[Selection]:
>>>
I had a couple chattering blanks this morning.  For me it  is usually because I'm putting too much pressure on the blank or because my turning tool is not sharp enough.  What I usually do is to just plough through the chatter until I get near final size and then make a few light cuts to remove the chatter marks.  If the blank is chippy that won't work, I switch from a scraper to a sharp skew.


----------



## ChrisS1975 (Sep 2, 2015)

Charlie,
I was using a square carbide mini turning tool. I did not round the edges off first. I always set the tool rest as close to the blank as I can, but I never move it again during the process. I have an adjustable mandrel, and no mandrel saver. I was turning two blanks at once. I had a 60 degree live center in the end of the mandrel with not too much pressure. I had my lathe running about 2200 RPM. 
I hope I answered them all,
Chris


----------



## ChrisS1975 (Sep 2, 2015)

Thank you to everyone for the great tips! Your advice is very deeply appreciated. I know I will be picking your collective brains as I develop my skills.


----------



## Fish30114 (Sep 2, 2015)

Chris, first thing let me say that I like carbide tools--BUT I would have hazarded a guess that was what you were using. I actually was turning some Italian flag blanks from PSI, and had issues with them blowing up--they actually had  bubbles which was the problem, but when I called PSI, the first thing the tech rep asked was if I was using a carbide tool--and recommended against it for their polyester resin blanks. Steel is more forgiving than Carbide, also I always run acrylic blanks of any kind on the belt sander and take the corners off--sometimes substantially!! You can knock the corners off with a file if you don't have another method, it works pretty darn well. I would definitely do that, as well as trying steel tools. 

I personally think your lathe speed is sufficient and you are using the tool rest in an OK fashion for a pen--i.e. when you turn a pen, the material you remove is not so much that it is a must to move your tool rest closer to the workpiece. That being said keeping the rest close to your work is a major key to keeping chatter away!
I am one that likes a pen mandrel, you'll find that a lot of folks around here are going to push TBC--turning between centers--which requires special bushings or a dead center in your headstock that is larger than the tube in the blank you are turning, and a sufficiently sized live center in your tailstock-also larger than the tube in the piece you are turning, BUT having said that I am a big fan of mandrel savers. in fact I have 3 or 4 different ones. you can tighten your tailstock without much fear of bending/flexing your pen mandrel, it sounds like you are using the setup you have properly, not to much pressure on the tailstock--just enough to stay in position and the blanks spin well. All in all it sounds like you're approaching it well, I would definitely start with rounding the corners off of your blanks, and trying a steel tool for a while.

You can't learn without asking ?'s, so keep at it!


----------



## H2O (Sep 2, 2015)

Just from my experience...

I had an issue with chatter and out of round on my first couple of pens. Then as a test, I was offered a set of bushings and the centers to turn without the mandrel to try.
That solved all of the problems. Tightening the tailstock, just to snug the point in the mandrel, is enough to flex the thin shaft. This coupled with the length of the shaft and putting force against it to cut, is more than enough to flex it.
<<<
[Data listing]:
>>>
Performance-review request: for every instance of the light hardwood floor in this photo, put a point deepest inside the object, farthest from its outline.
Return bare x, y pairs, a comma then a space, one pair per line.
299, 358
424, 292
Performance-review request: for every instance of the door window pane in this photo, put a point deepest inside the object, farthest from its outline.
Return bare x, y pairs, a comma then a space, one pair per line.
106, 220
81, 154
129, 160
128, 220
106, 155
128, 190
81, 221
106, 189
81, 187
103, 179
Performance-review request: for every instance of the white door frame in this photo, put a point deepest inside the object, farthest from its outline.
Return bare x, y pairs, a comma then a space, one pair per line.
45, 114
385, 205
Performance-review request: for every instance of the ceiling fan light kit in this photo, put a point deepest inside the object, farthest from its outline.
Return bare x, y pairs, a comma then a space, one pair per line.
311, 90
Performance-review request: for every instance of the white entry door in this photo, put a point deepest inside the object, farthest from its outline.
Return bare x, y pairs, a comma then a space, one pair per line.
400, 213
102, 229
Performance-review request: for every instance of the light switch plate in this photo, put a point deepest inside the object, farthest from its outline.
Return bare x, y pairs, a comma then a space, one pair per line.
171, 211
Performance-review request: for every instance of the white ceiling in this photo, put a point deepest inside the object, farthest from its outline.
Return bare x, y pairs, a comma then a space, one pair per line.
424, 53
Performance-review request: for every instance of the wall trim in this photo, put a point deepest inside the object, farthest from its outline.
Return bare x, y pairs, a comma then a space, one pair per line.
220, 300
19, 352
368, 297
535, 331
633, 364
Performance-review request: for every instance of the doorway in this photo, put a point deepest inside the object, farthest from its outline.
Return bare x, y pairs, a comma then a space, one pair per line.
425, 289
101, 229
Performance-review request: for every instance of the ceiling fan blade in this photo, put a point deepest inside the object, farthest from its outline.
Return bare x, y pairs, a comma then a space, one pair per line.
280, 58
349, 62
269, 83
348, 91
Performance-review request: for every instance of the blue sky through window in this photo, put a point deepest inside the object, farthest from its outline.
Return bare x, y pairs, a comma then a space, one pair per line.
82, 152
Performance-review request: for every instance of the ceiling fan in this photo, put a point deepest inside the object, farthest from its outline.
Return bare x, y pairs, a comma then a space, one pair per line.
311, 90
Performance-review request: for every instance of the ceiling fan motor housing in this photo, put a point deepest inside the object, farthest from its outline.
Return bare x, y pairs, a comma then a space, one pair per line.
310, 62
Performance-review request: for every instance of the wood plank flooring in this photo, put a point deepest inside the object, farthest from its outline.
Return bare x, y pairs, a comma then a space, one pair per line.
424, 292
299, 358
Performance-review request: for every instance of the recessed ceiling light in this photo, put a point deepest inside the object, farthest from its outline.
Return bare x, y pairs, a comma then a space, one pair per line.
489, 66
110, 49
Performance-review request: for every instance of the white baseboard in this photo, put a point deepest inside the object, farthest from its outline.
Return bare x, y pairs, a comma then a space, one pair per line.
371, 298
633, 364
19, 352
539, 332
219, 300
<<<
[Task instructions]:
[1] List each line of the records that contains the string "light".
[2] Continue the forum thread about chatter when turning pen blanks from the point where it stops.
The forum thread and the records were taken from unrelated sources.

[Answers to each task]:
[1]
Performance-review request: for every instance of the light hardwood floor in this photo, put a point deepest inside the object, farthest from its outline.
Performance-review request: for every instance of the ceiling fan light kit in this photo, put a point deepest inside the object, farthest from its outline.
Performance-review request: for every instance of the light switch plate in this photo, put a point deepest inside the object, farthest from its outline.
Performance-review request: for every instance of the recessed ceiling light in this photo, put a point deepest inside the object, farthest from its outline.

[2]
In addition, the stock bushings are not necessarily concentric. Using the between centers bushings and the 60 degree centers, gives a larger radial contact surface and helps to lock them together.
One last thing, make sure the ends of the blank are square and flat to the centerline of the hole. Not being square can cause the bushings to want to angle to match the end.

I have very little experience, but this was some of the problems that were pointed out to me for my situation.


----------



## TurtleTom (Sep 3, 2015)

Chatter is a harmonic imbalance that feeds on itself.  This causes machinists to pull their hair out.  The worst culprit is the boring bar just when you are making the last pass the mass of the work dropped below the harmonic threshold for that particular tool.  A days work and and expensive piece of metal scrapped. 

Tool weight, tool speed has little effect, tool rigidity, distance of tool to work, RPM, poorly supported work not tight enough or just too long and spindly.   All these thing affect chatter.  

Try a tool with a wide vertical orientation, like a parting tool.  If you get a chatter with a parting tool it has nothing to do with the machine and tooling but the part itself.  

Take frequent coffee breaks, the brain has to figure it out.


----------



## thewishman (Sep 3, 2015)

Turning up the speed can also help with acrylics. Sometimes, though, you just have to switch to sandpaper.


----------



## TurtleTom (Sep 3, 2015)

thewishman said:


> Turning up the speed can also help with acrylics. Sometimes, though, you just have to switch to sandpaper.



now that's dedication!


----------



## Joey-Nieves (Sep 3, 2015)

thewishman said:


> Turning up the speed can also help with acrylics. Sometimes, though, you just have to switch to sandpaper.



I prefer to call it the #80 gauge!:biggrin:


----------



## TurtleTom (Sep 3, 2015)

is the 80 grit gouge anything like the Iranian milling machine (the file)?


----------



## kaydubya (Sep 4, 2015)

ChrisS1975 said:


> Yes, I have a pen mandrel, I checked the straightness and it seems pretty good.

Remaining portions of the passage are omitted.